Record extracts:
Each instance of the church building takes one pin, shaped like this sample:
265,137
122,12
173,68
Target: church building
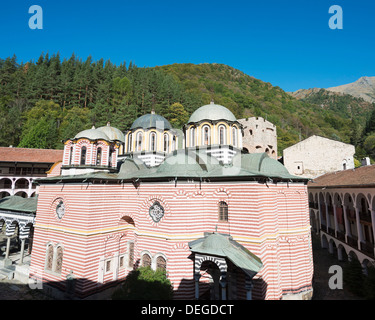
224,223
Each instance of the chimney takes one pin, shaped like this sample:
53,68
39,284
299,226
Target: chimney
365,161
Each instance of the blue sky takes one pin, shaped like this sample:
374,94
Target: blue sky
285,42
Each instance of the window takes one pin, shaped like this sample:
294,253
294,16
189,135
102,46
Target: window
49,262
108,266
54,258
99,156
234,136
223,211
152,141
222,135
131,254
206,135
166,143
192,137
174,143
121,263
83,155
161,263
130,140
138,141
59,256
146,260
71,155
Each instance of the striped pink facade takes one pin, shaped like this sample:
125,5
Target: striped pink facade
101,220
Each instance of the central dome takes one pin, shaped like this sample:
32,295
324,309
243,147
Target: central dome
212,112
151,120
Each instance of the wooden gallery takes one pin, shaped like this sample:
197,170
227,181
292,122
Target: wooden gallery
224,223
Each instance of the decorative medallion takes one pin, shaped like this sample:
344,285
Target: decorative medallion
60,209
156,212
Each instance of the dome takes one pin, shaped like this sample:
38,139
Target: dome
182,163
112,133
92,134
151,120
212,112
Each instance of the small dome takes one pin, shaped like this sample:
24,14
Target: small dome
92,134
151,120
112,133
212,111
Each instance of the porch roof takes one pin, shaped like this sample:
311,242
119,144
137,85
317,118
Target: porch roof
224,246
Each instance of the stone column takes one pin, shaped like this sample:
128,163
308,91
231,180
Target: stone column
335,219
347,225
359,228
373,224
196,278
328,222
8,247
7,262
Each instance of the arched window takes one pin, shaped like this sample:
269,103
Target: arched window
166,143
71,155
146,260
234,136
223,211
99,156
83,155
222,135
49,258
206,135
130,140
59,256
192,137
161,263
138,141
152,141
131,255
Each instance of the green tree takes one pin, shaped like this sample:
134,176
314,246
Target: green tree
145,284
41,129
41,136
369,145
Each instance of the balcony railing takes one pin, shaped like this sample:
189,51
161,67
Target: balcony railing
368,248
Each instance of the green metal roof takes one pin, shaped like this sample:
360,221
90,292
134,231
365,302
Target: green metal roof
212,112
224,246
19,204
112,133
151,120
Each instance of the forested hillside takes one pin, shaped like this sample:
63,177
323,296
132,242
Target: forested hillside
45,101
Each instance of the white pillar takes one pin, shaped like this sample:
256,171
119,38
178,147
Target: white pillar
347,225
196,278
223,284
22,250
359,227
373,224
335,219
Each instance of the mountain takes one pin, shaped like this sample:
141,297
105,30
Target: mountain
52,99
363,88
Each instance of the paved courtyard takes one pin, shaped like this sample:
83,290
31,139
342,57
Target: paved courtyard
15,290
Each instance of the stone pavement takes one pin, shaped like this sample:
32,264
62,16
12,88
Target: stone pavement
15,290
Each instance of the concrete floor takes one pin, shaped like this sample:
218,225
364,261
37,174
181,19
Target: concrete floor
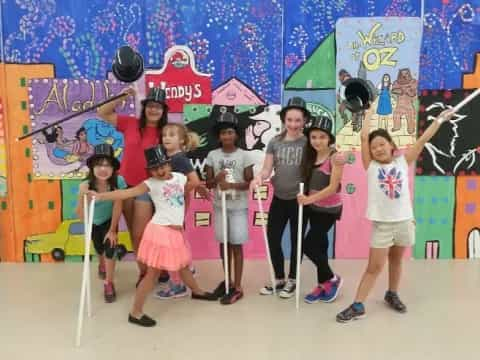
39,304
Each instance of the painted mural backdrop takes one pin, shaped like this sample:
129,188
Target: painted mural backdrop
240,38
384,52
61,151
259,54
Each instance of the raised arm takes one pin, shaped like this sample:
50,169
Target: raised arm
107,111
121,194
413,152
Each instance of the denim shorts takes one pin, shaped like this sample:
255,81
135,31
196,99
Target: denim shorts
237,225
398,233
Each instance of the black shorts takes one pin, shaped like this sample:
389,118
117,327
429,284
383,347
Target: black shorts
102,246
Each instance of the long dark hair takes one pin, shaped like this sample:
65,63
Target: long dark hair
79,131
92,181
309,157
142,124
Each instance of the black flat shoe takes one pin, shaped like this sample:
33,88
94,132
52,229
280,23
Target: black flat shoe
144,321
219,291
205,296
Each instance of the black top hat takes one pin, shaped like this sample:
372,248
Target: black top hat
103,151
127,65
295,103
155,157
226,120
323,123
156,94
359,94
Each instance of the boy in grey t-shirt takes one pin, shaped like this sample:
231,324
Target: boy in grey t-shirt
230,169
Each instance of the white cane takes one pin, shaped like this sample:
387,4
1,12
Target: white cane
265,238
466,100
85,290
226,263
299,249
87,257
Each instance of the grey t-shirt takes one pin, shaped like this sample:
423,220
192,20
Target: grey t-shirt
287,157
235,163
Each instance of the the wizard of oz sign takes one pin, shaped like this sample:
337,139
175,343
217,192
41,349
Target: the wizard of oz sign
385,52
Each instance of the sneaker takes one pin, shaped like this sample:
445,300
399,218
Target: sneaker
326,292
353,312
174,292
145,321
102,273
205,296
392,299
232,297
268,290
109,292
164,277
288,290
194,271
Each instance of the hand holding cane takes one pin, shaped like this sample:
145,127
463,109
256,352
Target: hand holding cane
265,238
299,249
85,289
226,263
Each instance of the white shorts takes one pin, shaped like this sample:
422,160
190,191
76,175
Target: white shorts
237,225
388,234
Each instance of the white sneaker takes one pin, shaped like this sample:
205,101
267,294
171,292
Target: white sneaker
288,290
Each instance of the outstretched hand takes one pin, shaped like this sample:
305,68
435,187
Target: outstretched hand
93,194
445,115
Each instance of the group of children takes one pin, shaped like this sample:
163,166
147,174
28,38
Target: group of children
303,152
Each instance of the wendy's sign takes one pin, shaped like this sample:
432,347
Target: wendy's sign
182,82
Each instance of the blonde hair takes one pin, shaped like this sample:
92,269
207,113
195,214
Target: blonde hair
191,140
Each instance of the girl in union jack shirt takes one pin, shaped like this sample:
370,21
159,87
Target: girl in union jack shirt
390,210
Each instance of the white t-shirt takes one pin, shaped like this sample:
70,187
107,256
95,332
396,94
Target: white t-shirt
169,199
388,192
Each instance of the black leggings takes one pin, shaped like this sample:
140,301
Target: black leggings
281,211
315,243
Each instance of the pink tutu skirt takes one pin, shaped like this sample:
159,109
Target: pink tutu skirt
164,248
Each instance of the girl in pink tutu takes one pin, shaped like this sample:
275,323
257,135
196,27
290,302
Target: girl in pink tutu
163,246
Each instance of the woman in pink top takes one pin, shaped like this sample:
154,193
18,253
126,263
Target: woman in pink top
139,134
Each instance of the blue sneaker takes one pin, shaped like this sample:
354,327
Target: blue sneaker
164,277
326,292
173,292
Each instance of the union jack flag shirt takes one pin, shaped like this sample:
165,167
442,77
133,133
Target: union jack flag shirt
388,191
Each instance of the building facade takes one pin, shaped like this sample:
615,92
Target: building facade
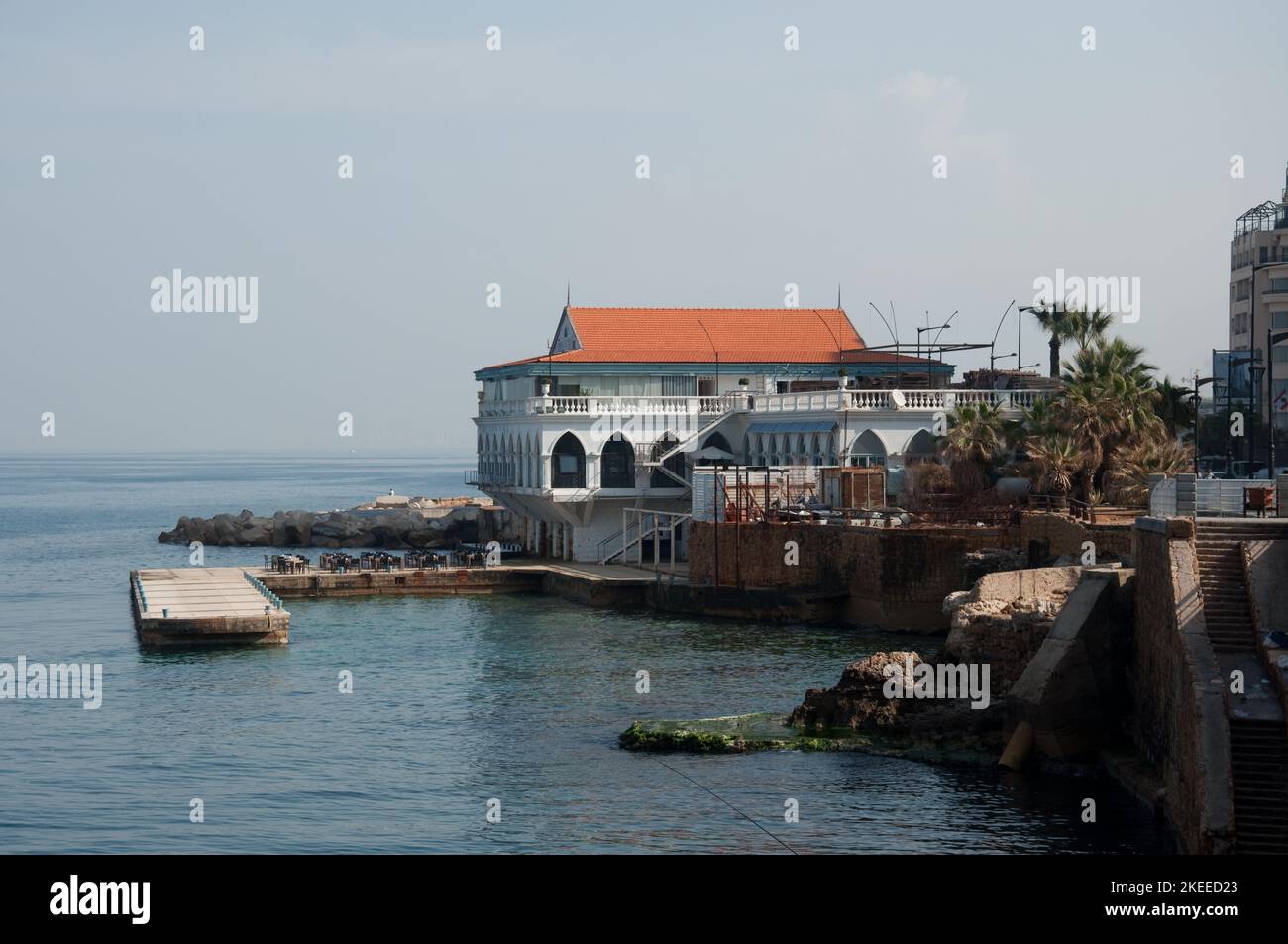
629,400
1258,300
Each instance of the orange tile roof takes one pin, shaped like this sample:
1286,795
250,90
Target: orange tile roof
695,335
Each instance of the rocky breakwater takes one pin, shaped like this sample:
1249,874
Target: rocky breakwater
1004,620
902,697
390,522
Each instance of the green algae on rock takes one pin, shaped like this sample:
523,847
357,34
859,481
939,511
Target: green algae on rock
735,734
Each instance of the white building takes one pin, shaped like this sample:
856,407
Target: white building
629,399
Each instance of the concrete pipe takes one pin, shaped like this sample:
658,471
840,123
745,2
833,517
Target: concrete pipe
1018,747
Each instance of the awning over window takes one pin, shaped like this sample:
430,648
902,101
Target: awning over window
805,426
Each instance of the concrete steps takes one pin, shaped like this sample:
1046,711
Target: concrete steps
1258,747
1225,590
1258,762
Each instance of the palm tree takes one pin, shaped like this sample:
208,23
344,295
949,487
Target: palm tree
1057,459
975,439
1109,398
1060,323
1089,326
1134,462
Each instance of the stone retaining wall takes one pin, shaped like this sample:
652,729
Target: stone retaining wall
1176,684
894,578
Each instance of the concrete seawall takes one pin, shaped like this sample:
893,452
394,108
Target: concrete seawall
896,578
1177,687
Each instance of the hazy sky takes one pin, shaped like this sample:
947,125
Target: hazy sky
516,166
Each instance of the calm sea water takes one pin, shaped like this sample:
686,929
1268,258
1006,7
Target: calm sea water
456,702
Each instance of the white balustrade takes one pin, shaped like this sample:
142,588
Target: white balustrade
814,402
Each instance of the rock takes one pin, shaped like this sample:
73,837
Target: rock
377,524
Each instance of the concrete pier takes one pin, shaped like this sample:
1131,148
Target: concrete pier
217,605
204,605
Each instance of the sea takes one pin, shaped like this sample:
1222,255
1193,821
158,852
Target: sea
473,724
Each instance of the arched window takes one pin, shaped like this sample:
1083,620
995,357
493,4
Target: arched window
868,450
617,464
660,479
568,463
717,441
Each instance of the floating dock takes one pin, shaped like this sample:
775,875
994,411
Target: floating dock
205,605
219,605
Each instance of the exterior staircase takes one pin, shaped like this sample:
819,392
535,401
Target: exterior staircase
1258,762
1258,738
1225,588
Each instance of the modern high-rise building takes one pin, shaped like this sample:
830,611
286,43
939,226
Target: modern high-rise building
1258,304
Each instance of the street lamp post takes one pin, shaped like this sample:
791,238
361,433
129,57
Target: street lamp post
931,327
1273,338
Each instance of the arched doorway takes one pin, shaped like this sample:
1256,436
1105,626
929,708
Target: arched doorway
660,479
617,464
568,463
867,450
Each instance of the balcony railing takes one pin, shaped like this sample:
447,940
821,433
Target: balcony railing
601,406
922,400
824,400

Aim of the task:
Return the material from the line containing "Each instance of the arched doorway" through the last line of the material, inclusive, reproduced word for word.

Task solution:
Each instance of the arched doorway takes one pin, shaped like this sample:
1256,436
1105,626
929,708
Target: arched doorway
660,479
617,464
568,463
867,450
Each instance of the balcony railing takes one pin, shaped like this sample:
447,940
821,433
Target: balcony railing
601,406
922,400
824,400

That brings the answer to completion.